### TEKSTFRAGMENT
------------------------------------------------------------------------
# Het mag van..., het moet van...



## ThomasK

Gebruikt iedereen deze uitdrukking? Ze is blijkbaar aanvaard, maar ik denk dat die mogelijkheid (modV + _van_) in geen enkele Europese taal bestaat. Of...? En zou dat een samentrekking zijn? Ik denk het niet, maar ik dacht wel even aan: "Ik heb toestemming van X/ Ik mag van X, maar ik vind dat totaal onaannemelijk, want trouwens onmogelijk bij _moeten_... 

Nu, wij kunnen heel veel samentrekken bij ModV: _Ik moet weg, Ik moet op, Ik kan niet weg, Ik mag niet binnen._


----------



## Peterdg

ThomasK said:


> Gebruikt iedereen deze uitdrukking?


Welke uitdrukking? Kan je een voorbeeld geven?


ThomasK said:


> En zou dat een samentrekking zijn?


Een samentrekkiing van wat?


----------



## ThomasK

Ja, hoor: zie de titel. Misschien had ik het een structuur/ constructie moeten noemen...

Samentrekking: "Ik heb de toestemming van X" > "Ik mag van X". Maar dat is geen samentrekking, maar mogelijk een parallelle constructie (de ene beïnvloedt de andere) en mogelijk is moeten van "besmet" door die eenvoudige constructie... Maar dat lijkt mij een "wilde" hypothese!
------------------------------------------------------------------------
### OPDRACHTENREEKS
• a. Druk uit de forumdraad over "het mag van" letterlijk het stuk af dat opent met de woorden die "# Het mag van..., het" bevatten en sluit met "onmogelijk bij _moeten_...".
• b. Ga verder met de forumdraad over "het mag van" en sluit aan op de laatste zin die er staat.

### AANGELEVERDE GEGEVENS
------------------------------------------------------------------------
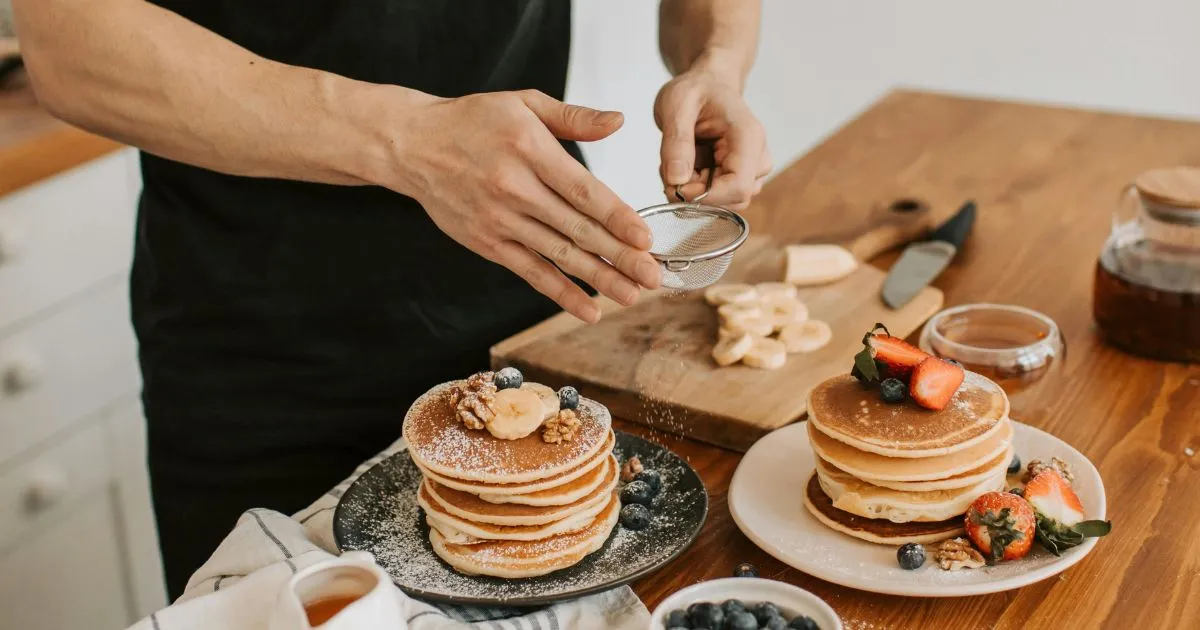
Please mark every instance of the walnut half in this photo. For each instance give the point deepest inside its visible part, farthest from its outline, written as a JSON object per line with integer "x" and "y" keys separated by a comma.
{"x": 473, "y": 400}
{"x": 958, "y": 553}
{"x": 562, "y": 427}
------------------------------------------------------------------------
### ANTWOORDEN
• a.
# Het mag van..., het moet van...



## ThomasK

Gebruikt iedereen deze uitdrukking? Ze is blijkbaar aanvaard, maar ik denk dat die mogelijkheid (modV + _van_) in geen enkele Europese taal bestaat. Of...? En zou dat een samentrekking zijn? Ik denk het niet, maar ik dacht wel even aan: "Ik heb toestemming van X/ Ik mag van X, maar ik vind dat totaal onaannemelijk, want trouwens onmogelijk bij _moeten_...

• b.
----------



## Peterdg

Ik begrijp echt niet waar je een probleem ziet, maar misschien ligt dat aan mij.

Bedoel je het volgende? : 

Dochter: "Papa, mag ik naar het feestje van xxxx? Het mag van mama."

Dat kan ook in het Spaans b.v.: "Se puede, según mamá."


----------



## ThomasK

Ja, zoiets, maar... Mijn Spaans is minimaal, maar is dat toch niet een variant? Ik bedoel: según = volgens? In essentie iss het wel hetzelfde, hoor, akkoord, maar die "segun" hangt niet van "se puede" af zoals "van" van "moet"... Of stel je ze toch aan elkaar gelijk?


----------



## Peterdg

ThomasK said:


> Of stel je ze toch aan elkaar gelijk?


Ja, waarom niet? 

Echt, ik begrijp niet waar je het probleem ziet.


----------



## ThomasK

Haha, in kleine dingen, zoals "volgens", en die komma... ;-) Volgens sommigen (velen?) zal ik wel spoken zien, maar ik meen een verschil te zien. Maar let wel,  in grote lijnen heb je wel gelijk: er lijkt een parallel te zijn. Thanks!


----------



## Red Arrow

Deze twee zinnen hebben nochtans een andere betekenis:

Ik mag niet naar buiten, volgens mama.
Ik mag niet naar buiten van mama.


----------



## ThomasK

Voilà, u zegt wat ik denk. Of bedoelde...


----------



## Peterdg

Red Arrow said:


> Deze twee zinnen hebben nochtans een andere betekenis:
> 
> Ik mag niet naar buiten, volgens mama.
> Ik mag niet naar buiten van mama.


Inderdaad.

Maar, zoals jullie beiden zouden moeten weten, zijn vertalingen van idiomatische uitdrukkingen zelden één op één. Dikwijls wordt een ander voorzetsel gebruikt.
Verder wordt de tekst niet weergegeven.